## Problem description
Skip the pictures. Transcribe the rest of the data below without changing a word.

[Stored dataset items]
--- begin ---
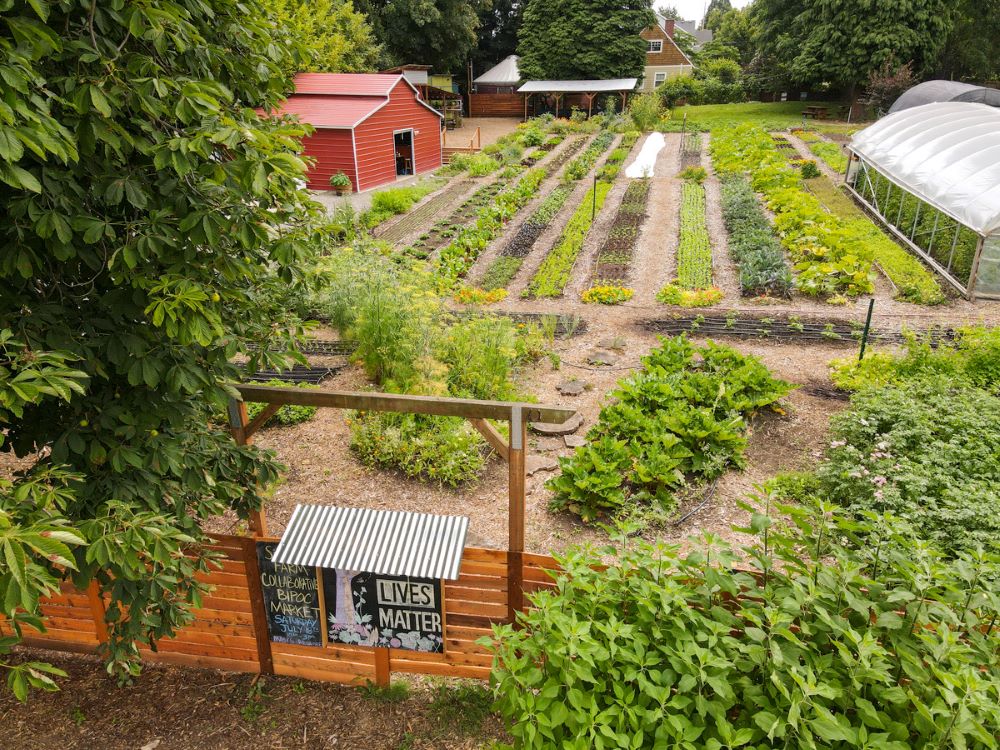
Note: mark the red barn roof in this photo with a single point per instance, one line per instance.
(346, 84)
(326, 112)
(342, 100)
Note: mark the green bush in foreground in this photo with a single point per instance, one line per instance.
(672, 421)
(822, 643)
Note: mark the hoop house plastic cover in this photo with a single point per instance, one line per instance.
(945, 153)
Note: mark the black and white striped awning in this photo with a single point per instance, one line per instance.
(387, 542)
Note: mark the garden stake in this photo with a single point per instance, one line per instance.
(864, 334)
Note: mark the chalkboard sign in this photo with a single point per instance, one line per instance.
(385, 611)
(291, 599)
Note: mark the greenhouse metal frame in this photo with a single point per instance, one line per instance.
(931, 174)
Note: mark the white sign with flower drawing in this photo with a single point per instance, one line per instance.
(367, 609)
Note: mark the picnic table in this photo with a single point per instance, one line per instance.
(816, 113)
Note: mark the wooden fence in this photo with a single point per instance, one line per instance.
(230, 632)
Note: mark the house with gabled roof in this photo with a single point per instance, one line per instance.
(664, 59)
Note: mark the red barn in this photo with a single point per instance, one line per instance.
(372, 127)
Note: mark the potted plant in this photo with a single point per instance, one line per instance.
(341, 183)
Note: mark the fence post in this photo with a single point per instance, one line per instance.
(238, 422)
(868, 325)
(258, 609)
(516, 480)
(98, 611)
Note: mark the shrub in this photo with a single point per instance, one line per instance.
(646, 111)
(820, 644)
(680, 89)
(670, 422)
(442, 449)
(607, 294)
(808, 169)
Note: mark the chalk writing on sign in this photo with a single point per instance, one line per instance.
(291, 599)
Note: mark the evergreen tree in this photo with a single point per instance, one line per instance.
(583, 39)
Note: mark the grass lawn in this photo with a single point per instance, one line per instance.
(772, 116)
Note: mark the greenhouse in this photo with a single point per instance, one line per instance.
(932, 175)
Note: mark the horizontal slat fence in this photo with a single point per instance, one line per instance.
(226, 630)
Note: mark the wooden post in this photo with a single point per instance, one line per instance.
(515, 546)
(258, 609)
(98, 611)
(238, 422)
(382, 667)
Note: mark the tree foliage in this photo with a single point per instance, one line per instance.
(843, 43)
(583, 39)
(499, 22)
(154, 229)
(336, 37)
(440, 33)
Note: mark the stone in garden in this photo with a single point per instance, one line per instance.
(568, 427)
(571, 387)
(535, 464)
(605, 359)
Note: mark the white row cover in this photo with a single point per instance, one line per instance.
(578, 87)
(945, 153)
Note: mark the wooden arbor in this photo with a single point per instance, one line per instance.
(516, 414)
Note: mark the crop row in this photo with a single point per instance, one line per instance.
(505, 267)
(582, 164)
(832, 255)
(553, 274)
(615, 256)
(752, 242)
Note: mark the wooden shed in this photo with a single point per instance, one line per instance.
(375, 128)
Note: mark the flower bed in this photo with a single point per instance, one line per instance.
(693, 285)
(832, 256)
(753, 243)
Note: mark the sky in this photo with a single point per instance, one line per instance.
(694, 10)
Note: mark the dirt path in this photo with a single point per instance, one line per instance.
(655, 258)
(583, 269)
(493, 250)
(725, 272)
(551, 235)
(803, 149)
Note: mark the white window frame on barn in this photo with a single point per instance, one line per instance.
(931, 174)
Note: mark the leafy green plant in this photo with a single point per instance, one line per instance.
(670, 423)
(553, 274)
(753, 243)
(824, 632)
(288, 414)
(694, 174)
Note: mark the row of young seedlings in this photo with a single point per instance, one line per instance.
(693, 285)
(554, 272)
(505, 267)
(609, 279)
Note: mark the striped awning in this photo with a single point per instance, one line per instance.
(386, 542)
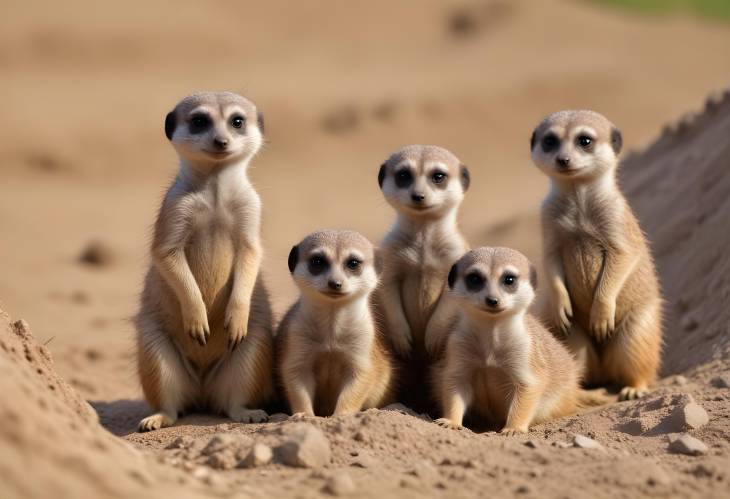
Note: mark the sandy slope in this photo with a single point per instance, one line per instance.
--- end ---
## Written response
Note: mark the red barn roof in this photo with a single point per instance, one line per instance.
(346, 84)
(326, 112)
(342, 100)
Note: mark the green bush in foreground in this photo with a single point per instance, one line per instance.
(672, 421)
(822, 643)
Note: mark the hoop house plastic cover in this photo with a single point per instance, one line per instance.
(945, 153)
Note: mark the black and white striped awning in this photo with a single point per instance, one line per instance.
(387, 542)
Note: mark the garden stake in this photo with a single point per instance, one line per instance.
(864, 334)
Note: mark the chalkboard sign in this photo with a single point per instance, one line per instance.
(385, 611)
(291, 599)
Note: mark the greenhouse metal frame in this photo with a single point per instance, one line per instance.
(931, 174)
Note: mark the white sign with flower drawing in this photo with a single point per instance, one line per instance.
(367, 609)
Note: mark the picnic table in this photo with a single point per instance, one line per instance.
(816, 113)
Note: mark the wooden fence in this photo with a single point per instance, one line per instance.
(230, 632)
Note: mark the house with gabled roof in this photo with a single point per instance, one line per instance.
(664, 59)
Note: mark the red barn in this photo with a single point per instance, one line per instance.
(372, 127)
Note: mark the potted plant in this photo with a single point per instance, one line per instance.
(341, 183)
Note: mark the fence post in this photo with a single point per instance, one line per instance.
(238, 422)
(868, 325)
(258, 609)
(516, 480)
(98, 611)
Note: mark the shrub in this photo with a single point per instance, one line per instance.
(646, 111)
(820, 644)
(680, 89)
(670, 422)
(442, 449)
(607, 294)
(808, 169)
Note: mark the chalk writing on sign in this photo with a single point per instance, one line per instance.
(291, 599)
Note: mark the evergreen tree in this photo with a single point per instance, one line per instance.
(583, 39)
Note: mark the grass lawn in this photo with a single point per instance, one line per instance.
(772, 116)
Note: mark the greenhouse in this photo with a single point per instance, one line per instance.
(932, 175)
Note: mark the horizontal slat fence in this photo with a single point per instance, one line per instance.
(226, 630)
Note: mark the wooden post in this photo with a single point per instance, one line per instance.
(515, 546)
(258, 609)
(98, 611)
(238, 422)
(382, 667)
Note: mark the tree foliage in this photo with a single point per instance, one line per instance.
(843, 43)
(583, 39)
(499, 22)
(154, 229)
(336, 37)
(440, 33)
Note: mark the stone in garden in this photo with a single point per instance, one line per instance.
(568, 427)
(571, 387)
(535, 464)
(605, 359)
Note: mark the white row cover in this photo with a single point per instance, one line per instance.
(578, 87)
(945, 153)
Note: mark the wooden arbor in this photo with a single point per instance, one line per instance.
(516, 414)
Note: mark the crop row in this photo with a single point per instance, one line per instance.
(505, 267)
(582, 164)
(832, 255)
(553, 274)
(615, 256)
(752, 242)
Note: mark the wooden shed in this photo with a single point per instance, one line per instance.
(375, 128)
Note: mark the flower bed in this photo with a single point per instance, one line per instance.
(693, 285)
(832, 256)
(753, 243)
Note: mark the sky in this photo with a single point per instance, one line per instance.
(694, 10)
Note: mark the dirt path in this photo with a single point per instance, one line per instance.
(655, 258)
(583, 269)
(493, 250)
(725, 272)
(551, 235)
(803, 149)
Note: mark the white window frame on barn in this photo with a single point per instance, one line per instance.
(931, 174)
Note: mark the leafy green plant in this photo with a single point per instance, one line per instance.
(670, 423)
(553, 274)
(753, 243)
(824, 632)
(288, 414)
(694, 174)
Note: mark the row of young seedlings in this photo with a single point per instance, one line per instance.
(693, 285)
(554, 272)
(505, 267)
(609, 279)
Note: mark the striped awning in this photo with a single point per instance, one line per instance.
(386, 542)
Note: mark the sandy slope in this photo with a single point per instance, one line per instance.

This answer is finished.